#### [What you will do]
Locate every line in the entries below that contains the string "each", treating uppercase and lowercase as distinct, and copy those lines out.

#### [Material to process]

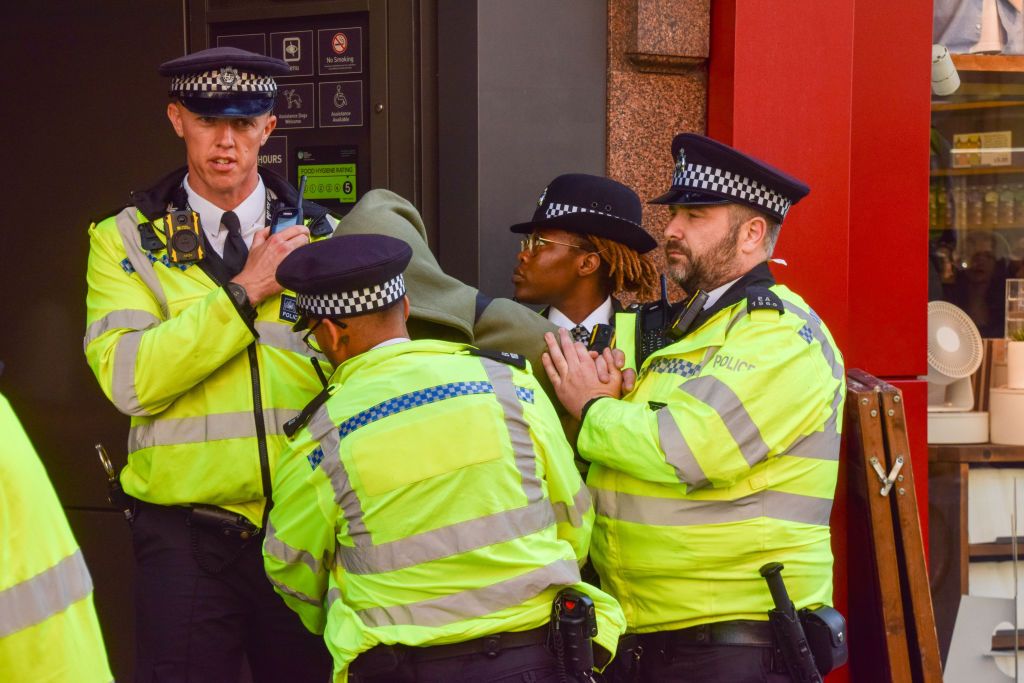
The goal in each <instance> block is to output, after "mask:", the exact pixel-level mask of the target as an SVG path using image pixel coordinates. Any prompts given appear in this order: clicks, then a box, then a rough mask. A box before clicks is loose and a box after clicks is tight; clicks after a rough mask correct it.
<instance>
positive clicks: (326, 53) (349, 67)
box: [316, 26, 362, 76]
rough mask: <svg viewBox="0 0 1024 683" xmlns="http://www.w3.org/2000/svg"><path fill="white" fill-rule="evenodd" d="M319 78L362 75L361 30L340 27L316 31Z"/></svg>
mask: <svg viewBox="0 0 1024 683" xmlns="http://www.w3.org/2000/svg"><path fill="white" fill-rule="evenodd" d="M316 42H317V44H318V67H317V69H316V71H317V72H318V73H319V75H321V76H329V75H330V76H334V75H341V74H361V73H362V28H361V27H356V26H353V27H345V26H340V27H337V28H335V29H319V30H318V31H317V39H316Z"/></svg>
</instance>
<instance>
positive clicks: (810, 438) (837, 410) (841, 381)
mask: <svg viewBox="0 0 1024 683" xmlns="http://www.w3.org/2000/svg"><path fill="white" fill-rule="evenodd" d="M782 303H783V305H784V306H785V309H786V311H788V312H791V313H793V314H794V315H796V316H797V317H799V318H800V319H802V321H803V322H804V324H805V325H807V327H808V328H809V329H810V331H811V336H812V337H813V338H814V339H815V340H816V341H817V342H818V345H819V346H820V348H821V354H822V355H823V356H824V358H825V362H827V364H828V368H829V369H830V370H831V374H833V379H835V380H836V381H837V384H836V391H835V392H834V393H833V400H831V413H830V415H829V416H828V419H827V420H826V421H825V424H824V428H823V430H822V431H821V432H815V433H811V434H808V435H807V436H804V437H803V438H801V439H799V440H798V441H797V442H795V443H794V444H793V445H791V446H790V449H787V450H786V453H785V455H790V456H798V457H802V458H813V457H817V458H820V459H822V460H839V451H840V440H841V439H840V434H839V418H840V415H839V407H840V403H842V402H843V378H844V375H845V371H844V369H843V366H842V365H841V364H840V361H839V358H838V357H837V355H836V349H835V348H833V346H831V344H829V343H828V339H827V338H826V337H825V334H824V332H822V330H821V321H820V319H818V317H817V316H816V315H814V314H812V313H810V312H809V311H806V310H804V309H803V308H800V307H799V306H796V305H795V304H792V303H790V302H788V301H783V302H782ZM815 452H816V453H818V454H819V455H817V456H814V455H812V453H815Z"/></svg>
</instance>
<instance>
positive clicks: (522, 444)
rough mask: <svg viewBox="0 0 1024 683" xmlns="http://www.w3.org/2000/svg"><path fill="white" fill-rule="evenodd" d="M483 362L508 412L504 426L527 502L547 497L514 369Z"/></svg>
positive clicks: (502, 402) (496, 393) (503, 404)
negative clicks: (513, 379)
mask: <svg viewBox="0 0 1024 683" xmlns="http://www.w3.org/2000/svg"><path fill="white" fill-rule="evenodd" d="M480 362H481V364H482V365H483V370H484V372H486V373H487V379H488V380H490V384H492V385H493V386H494V387H495V395H496V396H498V402H499V403H501V407H502V411H503V412H504V413H505V426H506V427H507V428H508V430H509V438H510V439H511V441H512V451H513V452H514V454H515V466H516V469H518V470H519V475H520V476H521V477H522V490H523V493H524V494H526V501H527V502H528V503H536V502H537V501H540V500H543V499H544V490H543V489H542V488H541V479H540V477H538V476H537V454H536V453H535V452H534V439H532V438H531V437H530V435H529V425H528V424H527V423H526V419H525V418H524V417H523V415H522V403H521V402H519V398H518V396H516V392H515V384H514V383H513V382H512V369H511V368H509V367H508V366H507V365H505V364H504V362H498V361H497V360H492V359H490V358H480Z"/></svg>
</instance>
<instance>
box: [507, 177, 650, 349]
mask: <svg viewBox="0 0 1024 683" xmlns="http://www.w3.org/2000/svg"><path fill="white" fill-rule="evenodd" d="M642 213H643V212H642V208H641V205H640V198H639V197H637V195H636V193H634V191H633V190H632V189H630V188H629V187H627V186H626V185H624V184H622V183H620V182H615V181H614V180H612V179H610V178H603V177H601V176H596V175H587V174H585V173H569V174H565V175H560V176H558V177H557V178H555V179H554V180H552V181H551V183H550V184H549V185H548V186H547V187H546V188H545V189H544V191H543V193H542V194H541V199H540V201H539V202H538V206H537V210H536V211H535V212H534V218H532V220H530V221H528V222H525V223H517V224H516V225H513V226H512V227H511V228H510V229H511V230H512V231H513V232H520V233H523V234H526V236H528V237H527V238H526V239H525V240H523V241H522V249H521V250H520V251H519V256H518V263H517V264H516V267H515V270H514V271H513V273H512V283H513V285H515V298H516V300H517V301H520V302H522V303H529V304H543V305H546V306H548V308H547V309H546V310H545V312H544V314H545V315H546V316H547V318H548V319H549V321H550V322H551V323H553V324H554V325H557V326H558V327H560V328H565V329H567V330H569V334H570V336H571V337H572V338H573V339H574V340H575V341H583V342H589V341H590V340H591V336H592V334H593V332H594V328H595V326H598V325H603V326H612V325H614V321H615V313H616V312H620V311H622V310H623V306H622V304H621V303H620V302H618V301H617V300H616V299H615V298H614V297H613V295H614V294H615V293H616V292H624V293H634V294H636V295H637V296H638V297H639V298H640V299H641V300H644V301H646V300H649V299H653V298H654V297H656V296H657V284H658V275H657V267H656V266H655V265H654V262H653V261H652V260H651V259H650V257H649V256H647V253H648V252H650V251H651V250H652V249H654V248H655V247H657V243H656V242H655V241H654V239H653V238H652V237H650V236H649V234H648V233H647V231H646V230H645V229H644V228H643V225H642V224H641V220H642ZM600 345H601V346H602V347H603V346H606V345H607V344H606V343H601V344H600Z"/></svg>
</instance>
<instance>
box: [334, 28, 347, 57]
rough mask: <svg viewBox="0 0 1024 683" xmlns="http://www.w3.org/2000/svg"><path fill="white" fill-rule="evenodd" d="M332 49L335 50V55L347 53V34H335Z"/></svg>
mask: <svg viewBox="0 0 1024 683" xmlns="http://www.w3.org/2000/svg"><path fill="white" fill-rule="evenodd" d="M331 49H332V50H334V53H335V54H344V53H345V50H347V49H348V38H346V37H345V34H343V33H336V34H334V38H332V39H331Z"/></svg>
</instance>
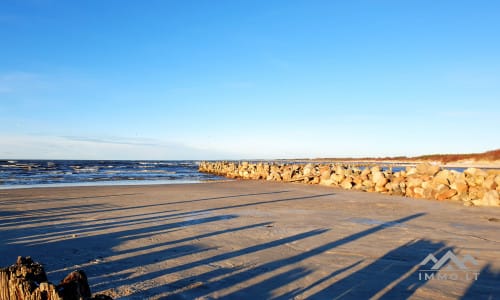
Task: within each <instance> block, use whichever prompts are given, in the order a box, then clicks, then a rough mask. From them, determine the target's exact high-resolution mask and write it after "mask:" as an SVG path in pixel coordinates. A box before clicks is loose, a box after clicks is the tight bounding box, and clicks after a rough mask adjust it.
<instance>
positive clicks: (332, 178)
mask: <svg viewBox="0 0 500 300" xmlns="http://www.w3.org/2000/svg"><path fill="white" fill-rule="evenodd" d="M330 178H331V179H332V180H333V182H334V183H335V184H337V185H338V184H340V183H341V182H342V181H344V179H345V177H344V175H343V174H336V173H335V174H333V175H332V176H331V177H330Z"/></svg>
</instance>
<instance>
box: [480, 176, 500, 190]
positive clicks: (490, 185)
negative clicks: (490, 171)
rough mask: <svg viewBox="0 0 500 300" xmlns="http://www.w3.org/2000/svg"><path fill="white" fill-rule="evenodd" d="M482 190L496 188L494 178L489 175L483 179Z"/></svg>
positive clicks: (495, 183)
mask: <svg viewBox="0 0 500 300" xmlns="http://www.w3.org/2000/svg"><path fill="white" fill-rule="evenodd" d="M482 186H483V188H485V189H486V190H494V189H496V188H497V183H496V182H495V176H492V175H489V176H488V177H486V178H485V179H484V182H483V184H482Z"/></svg>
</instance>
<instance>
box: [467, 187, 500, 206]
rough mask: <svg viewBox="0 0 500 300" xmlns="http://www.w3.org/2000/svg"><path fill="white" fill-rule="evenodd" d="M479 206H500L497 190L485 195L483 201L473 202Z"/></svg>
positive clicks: (479, 200)
mask: <svg viewBox="0 0 500 300" xmlns="http://www.w3.org/2000/svg"><path fill="white" fill-rule="evenodd" d="M472 203H473V204H474V205H477V206H500V196H499V193H498V192H497V191H496V190H493V191H489V192H486V193H484V196H483V198H482V199H480V200H479V199H477V200H472Z"/></svg>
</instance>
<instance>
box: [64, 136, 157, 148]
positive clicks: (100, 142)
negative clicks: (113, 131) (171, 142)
mask: <svg viewBox="0 0 500 300" xmlns="http://www.w3.org/2000/svg"><path fill="white" fill-rule="evenodd" d="M61 137H62V138H65V139H68V140H71V141H77V142H92V143H98V144H115V145H130V146H161V144H160V143H158V142H157V141H155V140H153V139H146V138H124V137H105V138H97V137H85V136H61Z"/></svg>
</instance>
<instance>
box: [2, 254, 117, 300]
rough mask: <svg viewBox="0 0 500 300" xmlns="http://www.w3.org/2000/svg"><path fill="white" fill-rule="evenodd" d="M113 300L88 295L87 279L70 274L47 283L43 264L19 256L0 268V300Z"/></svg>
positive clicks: (74, 272)
mask: <svg viewBox="0 0 500 300" xmlns="http://www.w3.org/2000/svg"><path fill="white" fill-rule="evenodd" d="M20 299H25V300H113V299H112V298H111V297H109V296H107V295H102V294H98V295H94V296H93V297H92V294H91V292H90V287H89V284H88V281H87V275H85V272H84V271H82V270H78V271H74V272H71V273H70V274H69V275H68V276H66V277H65V278H64V279H63V280H62V281H61V282H60V283H59V284H58V285H54V284H52V283H51V282H49V281H48V279H47V274H46V273H45V270H44V268H43V266H42V264H40V263H38V262H35V261H33V259H31V257H29V256H28V257H22V256H19V257H18V258H17V261H16V263H15V264H13V265H11V266H9V267H7V268H0V300H20Z"/></svg>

#### [Expected output]
The goal in each <instance> block is to output, after "mask:", the exact pixel-level mask of the target as an SVG path using image pixel coordinates. Any prompts given appear in this order: clicks, then a box, then a rough mask. A box before clicks is loose and a box after clicks is tight; clicks after a rough mask correct it.
Task: within each <instance> block, use whichever prompts are given, in the order a box, then clicks, then a rough mask. From them, determine the target's exact high-resolution mask and write it after "mask:" as an SVG path in pixel coordinates. A box before clicks is loose, a box after clicks is the tight bounding box, and clicks after a rough mask adjust it.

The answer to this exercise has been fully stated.